Written exercise >>
Write every record out again exactly, and keep images out of it.

◇ ◇ ◇ ◇ ◇ ◇ ◇

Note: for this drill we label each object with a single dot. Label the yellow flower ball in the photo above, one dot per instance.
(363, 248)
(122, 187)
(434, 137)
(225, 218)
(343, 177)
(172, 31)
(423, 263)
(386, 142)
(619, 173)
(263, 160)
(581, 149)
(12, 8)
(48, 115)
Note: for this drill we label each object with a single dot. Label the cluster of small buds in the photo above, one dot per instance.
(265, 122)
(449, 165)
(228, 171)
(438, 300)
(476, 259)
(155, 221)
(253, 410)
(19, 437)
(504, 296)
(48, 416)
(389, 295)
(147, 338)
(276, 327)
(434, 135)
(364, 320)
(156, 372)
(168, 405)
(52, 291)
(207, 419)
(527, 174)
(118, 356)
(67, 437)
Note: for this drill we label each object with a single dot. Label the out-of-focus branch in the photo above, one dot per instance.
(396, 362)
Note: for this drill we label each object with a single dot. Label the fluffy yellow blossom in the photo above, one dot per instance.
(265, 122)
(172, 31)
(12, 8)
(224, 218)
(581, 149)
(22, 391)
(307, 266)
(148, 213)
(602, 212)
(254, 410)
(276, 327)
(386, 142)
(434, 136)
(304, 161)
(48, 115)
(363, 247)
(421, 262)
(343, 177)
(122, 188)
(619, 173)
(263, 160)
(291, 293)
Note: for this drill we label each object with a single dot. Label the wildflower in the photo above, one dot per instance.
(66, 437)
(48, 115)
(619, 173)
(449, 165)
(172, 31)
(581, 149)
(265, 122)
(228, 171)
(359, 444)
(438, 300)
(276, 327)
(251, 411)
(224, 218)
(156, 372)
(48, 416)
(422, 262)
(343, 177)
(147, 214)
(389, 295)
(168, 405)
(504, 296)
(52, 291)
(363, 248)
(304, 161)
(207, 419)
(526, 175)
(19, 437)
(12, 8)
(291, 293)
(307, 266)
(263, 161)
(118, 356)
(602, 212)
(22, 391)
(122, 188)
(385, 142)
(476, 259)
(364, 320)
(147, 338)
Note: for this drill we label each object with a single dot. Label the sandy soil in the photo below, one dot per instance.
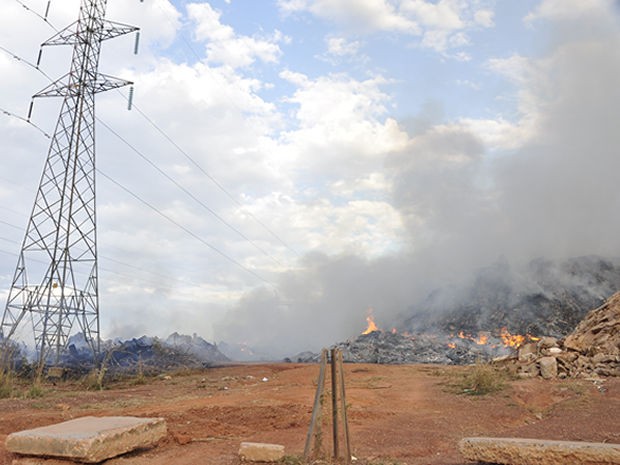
(397, 414)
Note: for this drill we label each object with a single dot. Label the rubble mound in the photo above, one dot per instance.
(592, 349)
(196, 346)
(544, 297)
(599, 332)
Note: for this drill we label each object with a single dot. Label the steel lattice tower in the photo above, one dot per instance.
(55, 285)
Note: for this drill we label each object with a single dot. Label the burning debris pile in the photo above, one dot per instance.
(593, 348)
(392, 347)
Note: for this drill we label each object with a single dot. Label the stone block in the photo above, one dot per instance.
(548, 367)
(88, 439)
(527, 352)
(41, 461)
(513, 451)
(259, 452)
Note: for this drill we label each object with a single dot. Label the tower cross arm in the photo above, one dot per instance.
(113, 29)
(60, 88)
(69, 35)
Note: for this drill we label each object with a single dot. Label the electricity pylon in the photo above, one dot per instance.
(55, 285)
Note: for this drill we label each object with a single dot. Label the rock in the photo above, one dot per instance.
(513, 451)
(260, 452)
(527, 352)
(548, 367)
(88, 439)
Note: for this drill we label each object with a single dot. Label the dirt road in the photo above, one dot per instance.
(397, 414)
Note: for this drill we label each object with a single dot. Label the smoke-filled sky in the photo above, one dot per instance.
(305, 160)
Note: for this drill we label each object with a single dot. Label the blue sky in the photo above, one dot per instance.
(350, 153)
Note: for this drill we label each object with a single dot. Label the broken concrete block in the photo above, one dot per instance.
(513, 451)
(88, 439)
(41, 461)
(548, 367)
(259, 452)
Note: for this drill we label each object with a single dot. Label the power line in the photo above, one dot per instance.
(163, 173)
(192, 196)
(187, 230)
(177, 146)
(105, 257)
(212, 179)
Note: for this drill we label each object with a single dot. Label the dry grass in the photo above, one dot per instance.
(478, 380)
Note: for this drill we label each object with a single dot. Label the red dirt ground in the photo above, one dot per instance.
(397, 414)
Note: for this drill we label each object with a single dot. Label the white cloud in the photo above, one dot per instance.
(443, 25)
(225, 46)
(340, 124)
(341, 47)
(362, 15)
(569, 9)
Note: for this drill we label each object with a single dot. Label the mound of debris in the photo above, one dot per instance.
(592, 349)
(545, 297)
(147, 355)
(196, 346)
(395, 348)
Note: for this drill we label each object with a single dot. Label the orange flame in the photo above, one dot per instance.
(481, 340)
(372, 327)
(511, 340)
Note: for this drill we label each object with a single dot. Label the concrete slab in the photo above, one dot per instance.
(41, 461)
(513, 451)
(88, 439)
(260, 452)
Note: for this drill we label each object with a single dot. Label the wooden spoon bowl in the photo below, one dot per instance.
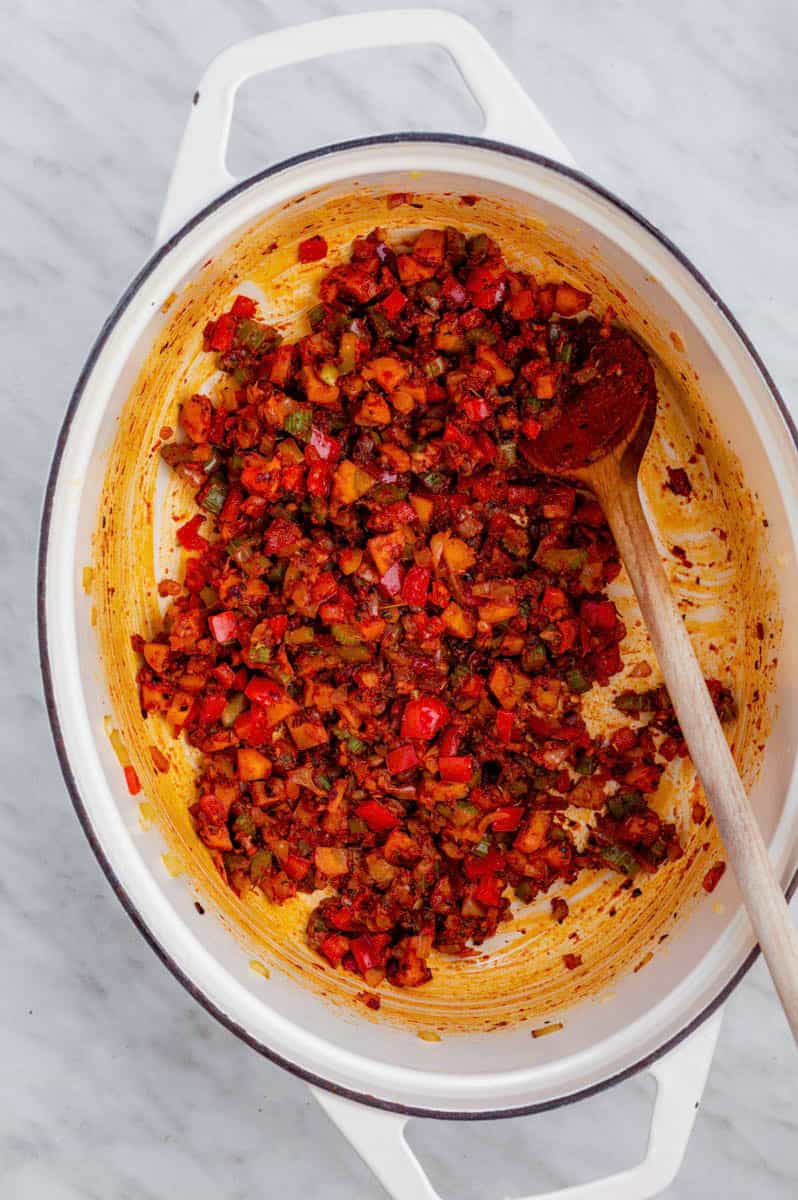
(609, 465)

◇ ◇ ◇ ◇ ◇ ◇ ◇

Answer to the problem >>
Note: for this drill we label each object with a single dot. Label the yellow flower ball in the photo above, one dot per instance.
(363, 248)
(122, 187)
(434, 137)
(225, 218)
(343, 177)
(172, 31)
(423, 263)
(386, 142)
(619, 173)
(263, 160)
(581, 149)
(12, 8)
(48, 115)
Note: for this drill we label each object with a single dot. Label the cluster of small buds in the photo above, one dot per instance.
(265, 122)
(449, 165)
(228, 171)
(438, 300)
(476, 259)
(155, 221)
(253, 410)
(19, 437)
(504, 296)
(48, 416)
(389, 295)
(147, 338)
(276, 327)
(434, 135)
(364, 320)
(156, 372)
(168, 405)
(52, 291)
(207, 419)
(527, 174)
(118, 356)
(67, 437)
Note: for this drill we label each object with a single dot. Label the out-of-focus branch in the photo above, one dot per instance.
(396, 362)
Note: for this drill we label each object with a single dot. Label the fluffy yellow blossom in the photo above, one dot per instance.
(265, 122)
(172, 31)
(12, 8)
(224, 218)
(581, 149)
(22, 391)
(307, 266)
(148, 213)
(602, 212)
(254, 410)
(276, 327)
(386, 142)
(434, 136)
(304, 161)
(48, 115)
(363, 247)
(421, 262)
(343, 177)
(122, 188)
(619, 173)
(263, 160)
(291, 293)
Note: for this drill we label each object with a single dot. Label the wildflower in the photo above, one dot per instance.
(66, 437)
(48, 115)
(619, 173)
(449, 165)
(172, 31)
(581, 149)
(265, 122)
(228, 171)
(359, 444)
(438, 300)
(276, 327)
(251, 411)
(224, 218)
(156, 372)
(48, 416)
(422, 262)
(343, 177)
(147, 214)
(389, 295)
(168, 405)
(504, 296)
(52, 291)
(363, 248)
(304, 161)
(207, 419)
(526, 175)
(19, 437)
(12, 8)
(291, 293)
(307, 266)
(263, 161)
(118, 356)
(602, 212)
(22, 391)
(122, 188)
(385, 142)
(476, 259)
(364, 320)
(147, 338)
Note: for this drill we label each object with a single dot. Label the sandy soil in the photo below, one dot per instance.
(397, 414)
Note: for this drill we label each object with a single dot. Label the rubble mound in the photo above, one dot per instance.
(592, 349)
(196, 346)
(544, 297)
(599, 332)
Note: for this drill we label each object with a single dot. Label the steel lattice tower in the photo above, one dot per instance.
(55, 285)
Note: for this drill we label each object with a single dot. Label the burning debris pile in the photo above, one dot per instance.
(593, 348)
(392, 347)
Note: for this drill we label each object with a single dot. Label the stone block in the photo above, one dot per instance.
(548, 367)
(88, 439)
(527, 352)
(41, 461)
(513, 451)
(259, 452)
Note: for this drill we label each object with a single dot. Label the tower cross arm in the photo above, one dot per instance.
(113, 29)
(60, 88)
(69, 35)
Note: for this drill we label each object with a single dot. Label the electricity pylon in the photo above, one dot per instance.
(55, 285)
Note: for this drill we label each object with a single dot. Label the rock in the photo above, one dot per instance.
(513, 451)
(260, 452)
(527, 352)
(548, 367)
(88, 439)
Note: for this drill we label each object with a single dot. Label the dirt road in the photo above, one dot per instance.
(397, 414)
Note: for this drill we label each object with a single dot. Label the smoke-filled sky in the photo above, one dot per instance.
(305, 160)
Note: for this drill we label each object with a single dot. Label the blue sky in the photo above, one dot per instance.
(350, 153)
Note: for this drill we label each object with a single dot. Label the broken concrete block in the photo above, one dot per instance.
(513, 451)
(88, 439)
(41, 461)
(548, 367)
(259, 452)
Note: for this drill we label each object with a single dot. Label the power line in the photo above, one dot per instance.
(163, 173)
(192, 196)
(187, 230)
(177, 146)
(105, 257)
(212, 179)
Note: for this drill we label each object with a single dot. Label the dry grass in the photo above, one dot per instance.
(478, 380)
Note: for this drill we label each object with a single dot. Label the red dirt ground in the photo above, one dot per instance.
(397, 414)
Note: for this drill we label each object with a single dot. Label the white cloud in the photo above, one dot per instance.
(443, 25)
(225, 46)
(340, 124)
(341, 47)
(362, 15)
(569, 9)
Note: for this drill we label each object with a single dot. Label the mound of debris in the photo above, one dot per instance.
(592, 349)
(545, 297)
(147, 355)
(196, 346)
(395, 348)
Note: for this drill we label each object with a single dot. Label the orange flame in the photo above, one dot per instance.
(481, 340)
(372, 327)
(511, 340)
Note: for this drill we label each object with a single dot. Label the concrete slab in the photo above, one dot per instance.
(41, 461)
(513, 451)
(88, 439)
(260, 452)
Note: for this drill we label each object with a single dot. Label the wooden spoon bowl in the photo below, one dot per instance.
(609, 465)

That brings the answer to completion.